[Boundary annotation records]
-- -- --

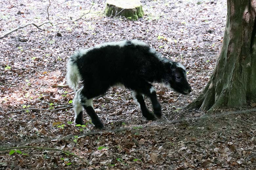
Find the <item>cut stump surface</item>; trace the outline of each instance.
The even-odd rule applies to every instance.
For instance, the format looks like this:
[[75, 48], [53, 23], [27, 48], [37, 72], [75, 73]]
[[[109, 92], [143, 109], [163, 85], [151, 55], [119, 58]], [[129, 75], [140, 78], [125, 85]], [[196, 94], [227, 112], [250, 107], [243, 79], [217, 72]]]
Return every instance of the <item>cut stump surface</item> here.
[[124, 16], [132, 20], [138, 20], [144, 12], [139, 0], [107, 0], [105, 14], [107, 16]]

-- -- --

[WHAT TO WORK ON] Repeat the records above word for word, leaving out the pictures.

[EXPECTED OUTPUT]
Find the <item>cut stump surface</item>; trace the outline of each instance.
The even-odd rule applies to every instance.
For instance, the format looks like this:
[[75, 48], [53, 23], [27, 48], [37, 72], [75, 73]]
[[[109, 92], [143, 109], [163, 85], [151, 55], [119, 58]], [[129, 75], [140, 78], [125, 85]], [[196, 94], [227, 112], [250, 107], [243, 79], [217, 72]]]
Return every instance of the <item>cut stump surface</item> here.
[[124, 16], [132, 20], [138, 20], [144, 12], [139, 0], [107, 0], [105, 14], [107, 16]]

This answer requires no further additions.